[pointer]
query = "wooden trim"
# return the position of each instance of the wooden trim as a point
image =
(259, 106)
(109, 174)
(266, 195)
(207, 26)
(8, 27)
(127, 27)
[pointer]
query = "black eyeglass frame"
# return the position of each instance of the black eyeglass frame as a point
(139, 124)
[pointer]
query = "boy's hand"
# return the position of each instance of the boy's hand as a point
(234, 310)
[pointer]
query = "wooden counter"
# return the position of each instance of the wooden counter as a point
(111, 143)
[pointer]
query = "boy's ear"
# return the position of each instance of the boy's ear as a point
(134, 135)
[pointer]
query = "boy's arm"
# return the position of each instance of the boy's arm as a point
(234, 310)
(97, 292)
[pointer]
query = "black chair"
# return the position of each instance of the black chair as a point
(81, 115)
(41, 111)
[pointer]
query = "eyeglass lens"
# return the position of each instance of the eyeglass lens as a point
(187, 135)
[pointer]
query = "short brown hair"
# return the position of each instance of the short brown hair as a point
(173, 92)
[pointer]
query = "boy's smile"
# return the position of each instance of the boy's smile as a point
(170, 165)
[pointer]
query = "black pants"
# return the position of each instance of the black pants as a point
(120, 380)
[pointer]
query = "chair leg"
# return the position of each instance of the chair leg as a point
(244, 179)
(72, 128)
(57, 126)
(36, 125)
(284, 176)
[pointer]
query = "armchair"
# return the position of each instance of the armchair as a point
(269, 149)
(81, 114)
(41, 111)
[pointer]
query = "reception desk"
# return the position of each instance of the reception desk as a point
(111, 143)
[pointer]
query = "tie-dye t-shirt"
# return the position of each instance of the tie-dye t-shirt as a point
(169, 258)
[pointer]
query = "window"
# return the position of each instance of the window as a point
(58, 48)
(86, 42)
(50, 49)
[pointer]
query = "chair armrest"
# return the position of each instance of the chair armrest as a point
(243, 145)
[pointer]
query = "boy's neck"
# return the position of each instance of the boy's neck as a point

===

* About this exercise *
Across all the records above, how many lines hold the word "trim"? Answer with only that number.

* Solution to this problem *
2